BEGIN Data records
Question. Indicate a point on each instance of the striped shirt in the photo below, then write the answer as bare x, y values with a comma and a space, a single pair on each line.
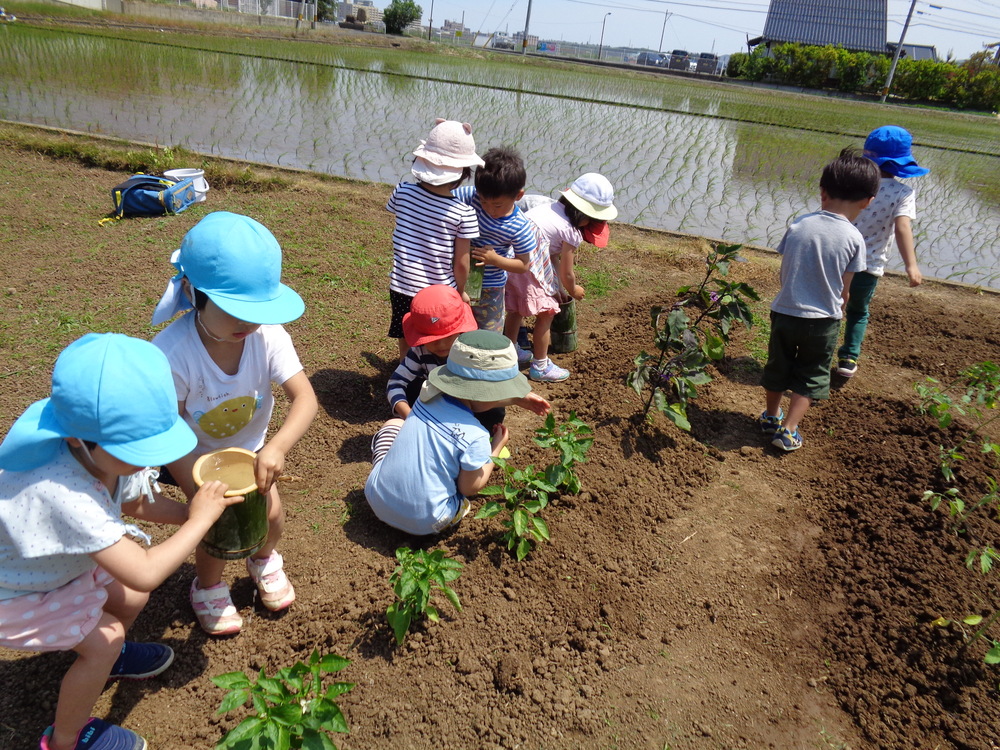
423, 242
509, 235
418, 363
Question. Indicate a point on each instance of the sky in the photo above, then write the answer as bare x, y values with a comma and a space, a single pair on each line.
960, 27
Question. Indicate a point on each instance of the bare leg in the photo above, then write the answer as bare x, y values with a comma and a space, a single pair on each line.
541, 337
796, 410
773, 402
511, 325
85, 680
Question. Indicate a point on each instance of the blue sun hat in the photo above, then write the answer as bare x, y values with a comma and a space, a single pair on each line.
236, 261
889, 147
109, 388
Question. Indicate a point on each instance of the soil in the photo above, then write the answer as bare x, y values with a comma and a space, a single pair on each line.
702, 591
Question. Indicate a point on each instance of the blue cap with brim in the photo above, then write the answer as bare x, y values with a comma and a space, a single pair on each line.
END Data records
**Exercise goal:** Copy the records exactly as they appear, excluding images.

**The completed task:**
Question. Indicate a point on each instance of the striped shirt in the photo below, then write the answer as bare x, y values with a comma and a space, a single pair on each line.
423, 242
509, 235
418, 363
Question. Indicate a point on each instance of the sky in the photo above, then write the answer as bare x, y values with a comma and a space, a single pair on each line.
960, 27
Question. Indicate a point on each instance of the bare leg in the photo above, then write the answer as bare x, y values with a comma and a space, a single pair on each line.
541, 337
796, 410
773, 402
511, 325
85, 680
Question. Indicate a point on each instance of the blue sun hat in the photo above, then write the answer as bare x, y values with a comma and a space, a single pair on each line.
236, 261
889, 147
109, 388
Question. Indicate a point on each instance of the soil in the photo above, then write the answer as bare x, y values with a comma and a space, a single pair on each line.
702, 591
Question. Indicate a point on each instance of the blue cap with brim in the photo above, then write the answer as bare x, y values with a comma and a space, a single pair on each line.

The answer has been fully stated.